What this task involves: In the listing below, pick out lines with "plastic".

START Task data

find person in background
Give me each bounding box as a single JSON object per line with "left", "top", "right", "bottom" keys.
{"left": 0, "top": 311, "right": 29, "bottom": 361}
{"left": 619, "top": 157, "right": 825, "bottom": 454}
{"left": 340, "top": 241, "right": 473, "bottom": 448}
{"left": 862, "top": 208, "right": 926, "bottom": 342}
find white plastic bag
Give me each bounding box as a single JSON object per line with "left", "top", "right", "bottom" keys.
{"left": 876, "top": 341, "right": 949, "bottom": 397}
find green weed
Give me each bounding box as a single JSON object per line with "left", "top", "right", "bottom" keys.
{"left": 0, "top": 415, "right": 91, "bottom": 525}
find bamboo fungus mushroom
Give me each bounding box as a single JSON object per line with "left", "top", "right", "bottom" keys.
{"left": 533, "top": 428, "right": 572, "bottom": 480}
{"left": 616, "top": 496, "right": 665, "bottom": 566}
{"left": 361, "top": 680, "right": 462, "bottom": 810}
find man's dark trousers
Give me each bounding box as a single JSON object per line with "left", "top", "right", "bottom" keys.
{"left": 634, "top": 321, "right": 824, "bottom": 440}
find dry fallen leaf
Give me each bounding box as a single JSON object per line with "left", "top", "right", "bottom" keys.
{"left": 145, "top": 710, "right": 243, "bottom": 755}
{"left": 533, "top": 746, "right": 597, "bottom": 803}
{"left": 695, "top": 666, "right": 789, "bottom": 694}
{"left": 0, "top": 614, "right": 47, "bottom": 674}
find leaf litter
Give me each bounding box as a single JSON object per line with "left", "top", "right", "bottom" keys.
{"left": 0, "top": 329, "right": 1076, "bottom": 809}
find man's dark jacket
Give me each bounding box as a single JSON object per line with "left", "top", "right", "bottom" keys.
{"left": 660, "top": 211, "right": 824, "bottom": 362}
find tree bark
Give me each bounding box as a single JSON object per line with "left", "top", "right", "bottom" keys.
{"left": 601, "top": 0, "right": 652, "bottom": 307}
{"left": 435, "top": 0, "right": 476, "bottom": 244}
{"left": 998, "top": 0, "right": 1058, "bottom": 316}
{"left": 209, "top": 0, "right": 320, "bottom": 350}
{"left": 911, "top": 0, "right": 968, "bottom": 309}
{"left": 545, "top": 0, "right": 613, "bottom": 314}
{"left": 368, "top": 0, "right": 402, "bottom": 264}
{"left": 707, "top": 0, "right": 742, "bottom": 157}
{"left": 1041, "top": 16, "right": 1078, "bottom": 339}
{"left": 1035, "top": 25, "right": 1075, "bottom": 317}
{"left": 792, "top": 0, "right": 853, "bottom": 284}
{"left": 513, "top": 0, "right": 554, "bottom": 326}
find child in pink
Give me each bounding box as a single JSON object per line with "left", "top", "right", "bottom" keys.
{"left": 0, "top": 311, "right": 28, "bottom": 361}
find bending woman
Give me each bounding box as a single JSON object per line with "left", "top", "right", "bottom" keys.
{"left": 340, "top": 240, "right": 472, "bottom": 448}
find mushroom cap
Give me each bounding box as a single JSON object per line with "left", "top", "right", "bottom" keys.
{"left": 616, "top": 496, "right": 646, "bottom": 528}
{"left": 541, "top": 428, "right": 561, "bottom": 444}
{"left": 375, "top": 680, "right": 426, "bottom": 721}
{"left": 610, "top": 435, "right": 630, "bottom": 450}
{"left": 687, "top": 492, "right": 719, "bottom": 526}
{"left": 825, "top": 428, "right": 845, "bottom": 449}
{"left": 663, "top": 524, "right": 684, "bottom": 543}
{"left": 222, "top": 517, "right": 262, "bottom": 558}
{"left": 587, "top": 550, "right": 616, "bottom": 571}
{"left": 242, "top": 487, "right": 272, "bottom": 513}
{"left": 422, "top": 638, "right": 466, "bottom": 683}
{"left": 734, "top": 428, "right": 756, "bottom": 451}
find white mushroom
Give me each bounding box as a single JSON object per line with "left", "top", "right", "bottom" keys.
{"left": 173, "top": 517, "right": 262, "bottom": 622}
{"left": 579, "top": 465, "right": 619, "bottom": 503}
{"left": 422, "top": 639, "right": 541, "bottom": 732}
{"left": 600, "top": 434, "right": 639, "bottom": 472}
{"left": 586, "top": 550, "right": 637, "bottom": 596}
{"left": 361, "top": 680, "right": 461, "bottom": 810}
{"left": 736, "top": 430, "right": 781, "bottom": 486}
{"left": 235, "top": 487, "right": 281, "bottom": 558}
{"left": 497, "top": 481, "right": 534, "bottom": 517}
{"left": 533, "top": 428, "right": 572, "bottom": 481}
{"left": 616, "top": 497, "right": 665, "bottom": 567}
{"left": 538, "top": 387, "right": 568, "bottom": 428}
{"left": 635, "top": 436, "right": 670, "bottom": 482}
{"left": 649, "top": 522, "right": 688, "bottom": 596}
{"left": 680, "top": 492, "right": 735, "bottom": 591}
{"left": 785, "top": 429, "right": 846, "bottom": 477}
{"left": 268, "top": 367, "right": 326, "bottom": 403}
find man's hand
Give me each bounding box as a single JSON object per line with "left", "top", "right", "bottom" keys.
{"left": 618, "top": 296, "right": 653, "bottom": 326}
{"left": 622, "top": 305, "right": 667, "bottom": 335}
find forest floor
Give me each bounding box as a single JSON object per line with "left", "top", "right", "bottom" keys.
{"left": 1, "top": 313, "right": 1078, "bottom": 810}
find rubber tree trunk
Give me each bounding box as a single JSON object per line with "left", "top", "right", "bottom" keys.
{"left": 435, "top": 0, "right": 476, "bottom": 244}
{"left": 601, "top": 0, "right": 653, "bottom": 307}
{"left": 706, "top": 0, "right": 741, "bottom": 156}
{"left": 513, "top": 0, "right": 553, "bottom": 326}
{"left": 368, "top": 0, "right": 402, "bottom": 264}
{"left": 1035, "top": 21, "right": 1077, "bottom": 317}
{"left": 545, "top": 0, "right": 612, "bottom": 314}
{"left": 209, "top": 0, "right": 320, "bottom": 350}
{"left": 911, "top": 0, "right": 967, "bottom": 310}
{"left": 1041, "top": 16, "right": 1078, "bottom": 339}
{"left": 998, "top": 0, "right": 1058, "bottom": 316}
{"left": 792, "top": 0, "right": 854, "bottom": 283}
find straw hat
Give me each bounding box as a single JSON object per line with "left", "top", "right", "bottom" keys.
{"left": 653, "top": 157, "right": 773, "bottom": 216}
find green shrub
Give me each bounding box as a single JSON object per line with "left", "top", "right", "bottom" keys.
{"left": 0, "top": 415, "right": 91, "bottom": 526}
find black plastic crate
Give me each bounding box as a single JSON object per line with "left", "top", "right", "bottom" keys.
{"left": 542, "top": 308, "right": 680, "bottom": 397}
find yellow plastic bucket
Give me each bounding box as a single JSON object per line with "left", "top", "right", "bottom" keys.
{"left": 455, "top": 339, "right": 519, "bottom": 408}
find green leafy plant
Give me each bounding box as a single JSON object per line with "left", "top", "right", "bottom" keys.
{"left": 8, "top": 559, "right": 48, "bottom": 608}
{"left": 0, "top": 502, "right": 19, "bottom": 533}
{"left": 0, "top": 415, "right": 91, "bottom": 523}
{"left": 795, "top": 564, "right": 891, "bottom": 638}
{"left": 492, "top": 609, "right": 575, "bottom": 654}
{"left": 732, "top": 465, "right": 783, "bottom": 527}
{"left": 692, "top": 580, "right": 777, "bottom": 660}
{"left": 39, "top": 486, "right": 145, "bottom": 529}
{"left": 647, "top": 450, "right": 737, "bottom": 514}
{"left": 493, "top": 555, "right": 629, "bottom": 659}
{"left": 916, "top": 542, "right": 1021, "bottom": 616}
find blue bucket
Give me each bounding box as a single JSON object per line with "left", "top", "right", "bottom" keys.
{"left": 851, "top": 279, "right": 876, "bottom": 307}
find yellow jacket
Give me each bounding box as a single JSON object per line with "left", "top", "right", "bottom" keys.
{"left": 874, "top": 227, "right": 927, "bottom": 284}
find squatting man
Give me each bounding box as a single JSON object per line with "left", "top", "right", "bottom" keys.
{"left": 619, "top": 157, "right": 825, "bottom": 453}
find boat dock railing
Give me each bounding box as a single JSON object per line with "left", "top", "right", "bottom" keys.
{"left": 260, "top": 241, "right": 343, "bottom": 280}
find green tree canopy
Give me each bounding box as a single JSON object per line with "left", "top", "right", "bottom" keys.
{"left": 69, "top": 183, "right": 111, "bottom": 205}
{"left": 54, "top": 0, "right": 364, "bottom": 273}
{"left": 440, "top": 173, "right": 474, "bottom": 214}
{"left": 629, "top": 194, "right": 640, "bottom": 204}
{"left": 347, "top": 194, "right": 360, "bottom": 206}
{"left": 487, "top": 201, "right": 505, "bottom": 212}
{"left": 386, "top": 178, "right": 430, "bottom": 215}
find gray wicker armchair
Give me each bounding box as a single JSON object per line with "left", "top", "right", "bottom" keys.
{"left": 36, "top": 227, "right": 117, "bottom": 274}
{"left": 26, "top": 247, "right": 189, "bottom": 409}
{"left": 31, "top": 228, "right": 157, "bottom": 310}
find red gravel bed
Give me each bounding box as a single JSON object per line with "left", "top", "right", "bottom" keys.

END Task data

Answer:
find white plastic bag
find black plastic crate
find yellow plastic bucket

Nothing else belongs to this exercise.